- _Task objective_
Reprint the whole of the data exactly.

- _Task data_
Start of Block
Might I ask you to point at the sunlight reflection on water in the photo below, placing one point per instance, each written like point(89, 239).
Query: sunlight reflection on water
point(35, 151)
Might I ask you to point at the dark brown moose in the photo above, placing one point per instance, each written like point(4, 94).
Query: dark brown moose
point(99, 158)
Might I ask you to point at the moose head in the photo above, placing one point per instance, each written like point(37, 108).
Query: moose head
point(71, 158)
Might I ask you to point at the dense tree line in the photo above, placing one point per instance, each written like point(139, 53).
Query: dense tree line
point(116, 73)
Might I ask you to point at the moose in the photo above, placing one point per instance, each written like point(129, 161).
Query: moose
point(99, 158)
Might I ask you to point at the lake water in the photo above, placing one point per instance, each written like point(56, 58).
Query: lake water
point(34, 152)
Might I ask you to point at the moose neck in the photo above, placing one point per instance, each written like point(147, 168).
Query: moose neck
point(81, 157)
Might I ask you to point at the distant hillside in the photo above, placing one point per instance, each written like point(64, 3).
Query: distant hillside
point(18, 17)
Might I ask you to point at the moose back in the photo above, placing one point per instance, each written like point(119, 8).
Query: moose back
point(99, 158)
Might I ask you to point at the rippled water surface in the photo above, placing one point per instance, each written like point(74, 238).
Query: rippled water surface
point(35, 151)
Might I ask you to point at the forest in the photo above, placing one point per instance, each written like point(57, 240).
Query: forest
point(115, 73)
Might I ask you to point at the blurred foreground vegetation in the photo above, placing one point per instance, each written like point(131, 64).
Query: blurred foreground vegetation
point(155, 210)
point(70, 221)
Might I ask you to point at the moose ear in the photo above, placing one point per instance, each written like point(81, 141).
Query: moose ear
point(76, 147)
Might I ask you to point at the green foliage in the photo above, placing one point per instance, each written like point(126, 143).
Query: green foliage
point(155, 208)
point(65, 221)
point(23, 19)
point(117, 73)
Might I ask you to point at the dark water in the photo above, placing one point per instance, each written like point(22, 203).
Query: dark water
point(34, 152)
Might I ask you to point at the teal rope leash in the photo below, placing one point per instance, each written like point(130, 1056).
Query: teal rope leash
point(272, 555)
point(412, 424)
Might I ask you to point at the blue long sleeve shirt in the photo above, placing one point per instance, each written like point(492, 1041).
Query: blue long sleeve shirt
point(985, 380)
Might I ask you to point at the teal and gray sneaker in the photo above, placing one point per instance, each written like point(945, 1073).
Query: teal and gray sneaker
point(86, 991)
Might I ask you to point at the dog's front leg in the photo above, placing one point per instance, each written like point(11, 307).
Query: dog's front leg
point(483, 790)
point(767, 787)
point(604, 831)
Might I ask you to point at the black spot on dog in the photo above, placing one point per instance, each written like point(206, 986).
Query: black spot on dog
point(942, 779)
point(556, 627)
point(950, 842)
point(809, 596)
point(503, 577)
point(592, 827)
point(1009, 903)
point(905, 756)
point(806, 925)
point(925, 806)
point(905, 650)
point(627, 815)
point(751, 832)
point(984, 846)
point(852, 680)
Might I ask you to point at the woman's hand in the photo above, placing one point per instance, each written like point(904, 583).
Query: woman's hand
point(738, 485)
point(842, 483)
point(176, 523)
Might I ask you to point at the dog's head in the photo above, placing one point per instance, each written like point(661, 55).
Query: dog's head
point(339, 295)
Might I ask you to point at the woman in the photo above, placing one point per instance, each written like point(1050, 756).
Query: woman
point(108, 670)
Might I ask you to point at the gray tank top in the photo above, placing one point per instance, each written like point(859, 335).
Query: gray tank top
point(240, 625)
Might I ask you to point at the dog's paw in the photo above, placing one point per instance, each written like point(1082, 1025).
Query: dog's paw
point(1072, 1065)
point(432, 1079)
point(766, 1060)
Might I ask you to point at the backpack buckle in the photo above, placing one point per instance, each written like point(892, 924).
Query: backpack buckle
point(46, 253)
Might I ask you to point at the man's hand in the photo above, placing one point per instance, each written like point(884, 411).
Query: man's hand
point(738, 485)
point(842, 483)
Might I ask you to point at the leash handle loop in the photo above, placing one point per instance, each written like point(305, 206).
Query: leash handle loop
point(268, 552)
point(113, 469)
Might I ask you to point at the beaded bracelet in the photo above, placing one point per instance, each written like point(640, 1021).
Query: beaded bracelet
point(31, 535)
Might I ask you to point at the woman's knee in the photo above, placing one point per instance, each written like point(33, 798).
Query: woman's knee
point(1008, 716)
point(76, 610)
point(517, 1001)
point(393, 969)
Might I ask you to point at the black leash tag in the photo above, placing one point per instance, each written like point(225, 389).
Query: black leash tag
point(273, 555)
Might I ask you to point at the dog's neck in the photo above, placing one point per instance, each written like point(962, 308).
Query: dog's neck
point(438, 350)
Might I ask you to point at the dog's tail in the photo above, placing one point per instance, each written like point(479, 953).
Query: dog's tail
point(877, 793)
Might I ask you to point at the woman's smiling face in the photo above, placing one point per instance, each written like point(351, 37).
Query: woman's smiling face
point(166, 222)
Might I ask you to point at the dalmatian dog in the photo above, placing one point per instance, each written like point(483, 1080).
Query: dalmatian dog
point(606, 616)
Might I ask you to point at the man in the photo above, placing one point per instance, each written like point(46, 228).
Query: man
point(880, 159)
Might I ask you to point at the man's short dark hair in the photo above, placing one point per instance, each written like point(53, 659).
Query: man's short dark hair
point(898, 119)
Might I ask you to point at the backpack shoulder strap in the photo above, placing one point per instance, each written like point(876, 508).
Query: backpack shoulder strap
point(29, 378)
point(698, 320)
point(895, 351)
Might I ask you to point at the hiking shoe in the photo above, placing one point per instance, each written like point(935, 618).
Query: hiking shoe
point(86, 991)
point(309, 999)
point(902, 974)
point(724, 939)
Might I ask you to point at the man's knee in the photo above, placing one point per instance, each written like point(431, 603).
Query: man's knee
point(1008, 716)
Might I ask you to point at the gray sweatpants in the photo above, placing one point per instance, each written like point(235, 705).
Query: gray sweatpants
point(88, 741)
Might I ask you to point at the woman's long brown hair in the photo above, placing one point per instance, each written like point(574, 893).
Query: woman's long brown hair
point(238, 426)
End of Block
- _Task result_
Might I ask you to point at the sunlight reflection on water in the photo below, placing one point per instance, each written like point(89, 239).
Query: sunlight reflection on water
point(35, 151)
Might I ask you to point at the dark brown moose in the photo above, placing one point per instance, each written like point(4, 94).
Query: dark brown moose
point(99, 158)
Might I ask you to point at the moose head in the photo above, placing one point per instance, each written like point(37, 108).
Query: moose head
point(71, 158)
Might I ask you to point at the dense tree line in the photo above, placing one point per instance, each written like point(139, 53).
Query: dense tree line
point(116, 73)
Might I ask you to point at the moose in the photo above, placing one point per instance, each written like point(129, 161).
Query: moose
point(99, 158)
Might I ask you to point at the lake water in the photo above, placing one point per instance, each written like point(56, 58).
Query: lake water
point(34, 152)
Might I ask you to point at the moose neck in the photo above, placing one point per instance, each written like point(147, 168).
Query: moose neck
point(81, 157)
Might I ask you to point at the distant hillside in the photo above, placing one point per instance, each written like point(64, 3).
Query: distant hillside
point(18, 17)
Might I ask you to point at the moose back in the photo above, placing one point per instance, each written like point(119, 8).
Query: moose back
point(99, 158)
Might I ask you to point at the rippled water surface in the photo above, placing one point per instance, each written like point(74, 238).
Query: rippled water surface
point(35, 151)
Might I ask you to point at the forest in the photo above, placing one point per instance, each written like point(57, 240).
Query: forest
point(115, 73)
Might I ask you to point at the blurred foreground vegetation in the photo above, placing one point per instance, each written like point(131, 64).
Query: blurred foreground vegetation
point(155, 210)
point(70, 221)
Might I ask you to point at the moose ear in the photo above, placing one point per instance, each written like point(81, 141).
Query: moose ear
point(76, 147)
Might I ask you to point at the green foliage in the photo above, placing one point per instance, each written like point(126, 143).
Query: green foliage
point(155, 208)
point(65, 221)
point(23, 19)
point(117, 73)
Might I ask you to point at the dark water in the photo above, placing one point per instance, each written like point(22, 203).
Query: dark water
point(34, 152)
Might I ask you to point at the teal rope leash in the photo below, placing one point per instance, each written like point(130, 1056).
Query: teal rope leash
point(272, 555)
point(412, 424)
Might I ask you to point at the blue long sleeve shirt in the photo above, placing one point per instance, each written like point(492, 1041).
Query: blue long sleeve shirt
point(985, 380)
Might I ask you to point at the teal and gray sneaker in the photo above, placing one point per instance, each written like point(945, 1073).
Query: teal and gray sneaker
point(86, 991)
Might I ask you to point at the dog's front leg in the photo above, placing one point per instance, each written like point(11, 307).
Query: dog's front leg
point(483, 790)
point(767, 787)
point(604, 831)
Might I ask you to point at the black spot on dog in the photo above, placing one point per instance, each written like point(206, 986).
Query: black spot on dog
point(942, 779)
point(556, 627)
point(950, 842)
point(809, 596)
point(503, 577)
point(592, 827)
point(1009, 903)
point(905, 756)
point(806, 925)
point(925, 806)
point(905, 650)
point(627, 815)
point(751, 832)
point(984, 846)
point(852, 680)
Might I ask you to point at the woman's hand in the photo above, placing one point per instance, each written like point(904, 583).
Query: woman's hand
point(738, 485)
point(842, 483)
point(176, 523)
Might I ask you to point at the dog's head in the photo above, placing one point per instance, each written like point(661, 55).
Query: dog's head
point(339, 295)
Might I ask you to point at the woman in the photo above, placing one point per instance, each written like point(1050, 756).
Query: woman
point(108, 670)
Might I ask you to point at the gray tank top in the photo above, placing one point per instance, each written like point(859, 335).
Query: gray tank top
point(240, 625)
Might I ask you to point at the dog's paw in the photo above, placing one point per instance, each written like point(1082, 1025).
Query: dog's paw
point(1072, 1065)
point(432, 1079)
point(766, 1060)
Might I ask you to point at the backpack buckle in the photo above, placing one point per instance, each written like point(892, 924).
Query: backpack buckle
point(46, 253)
Might I ask you to point at the man's hand in the photo above, placing one point per instance, each written like point(884, 411).
Query: man's hand
point(738, 485)
point(842, 483)
Might I ask you to point at the leash handle loop in the photo above, placing one point per instance, each written like point(305, 206).
Query: leash handle loop
point(268, 552)
point(113, 469)
Might I ask you to point at the beaded bracelet in the photo above, placing one point per instance, each written like point(640, 1021).
Query: beaded bracelet
point(31, 535)
Might I ask you to point at the woman's knee in the photo above, placing one point per instance, each written like point(33, 798).
Query: woman's knee
point(1008, 716)
point(76, 610)
point(517, 1001)
point(393, 969)
Might I ask you to point at the black leash tag in the photo above, placing one point per instance, each written like point(225, 389).
Query: black leash tag
point(273, 555)
Might I ask you to point at the dog's neck in the photo above, placing one point per instance, each written like point(962, 308).
Query: dog's neck
point(438, 350)
Might I ask you to point at the dog's tail in the photo above, placing one point per instance, each written like point(479, 953).
Query: dog's tail
point(877, 793)
Might I ask you to point at the woman's smiling face in the photo above, placing one point per instance, each written like point(351, 37).
Query: woman's smiling face
point(166, 222)
Might I ask you to point at the dalmatian dog in the photo above, placing one point per instance, each written like point(483, 1080).
Query: dalmatian dog
point(606, 616)
Might I ask you to point at the man in the photo above, placing one point per instance, each written like point(46, 228).
Query: man
point(880, 159)
Might I ask you to point at the man's short dark hair in the photo above, placing one point per instance, each written like point(53, 659).
Query: man's short dark hair
point(898, 119)
Might I ask you to point at the backpack shoulder strap in the photo above, placing one point per instance, each written like point(876, 508).
Query: backpack shoulder strap
point(29, 378)
point(698, 320)
point(895, 351)
Might I ask you to point at the hiking shoe in the photo above, placing one point per instance, each written like point(935, 618).
Query: hiking shoe
point(86, 991)
point(309, 999)
point(902, 974)
point(724, 939)
Might I ask you to point at the man's knee in the photo above, placing one point per instance, each written like point(431, 603).
Query: man's knee
point(1008, 716)
Might I ask you to point at the gray sweatpants in the photo above, placing one point per instance, each written like point(235, 705).
Query: gray sweatpants
point(88, 741)
Might I ask you to point at the woman's long brown hair in the photo above, placing one point per instance, each written like point(574, 893).
Query: woman's long brown hair
point(238, 426)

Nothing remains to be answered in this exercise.